Please extract the whole listing below, reproducing every line without changing a single character.

^^^^^^^^^^^^^^^^

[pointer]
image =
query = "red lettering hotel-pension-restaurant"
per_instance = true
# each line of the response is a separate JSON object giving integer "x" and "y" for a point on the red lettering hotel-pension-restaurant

^^^^^^^^^^^^^^^^

(Written response):
[pointer]
image =
query = "red lettering hotel-pension-restaurant"
per_instance = true
# each line of the response is a separate JSON object giving integer "x" and "y" for a point on the red lettering hotel-pension-restaurant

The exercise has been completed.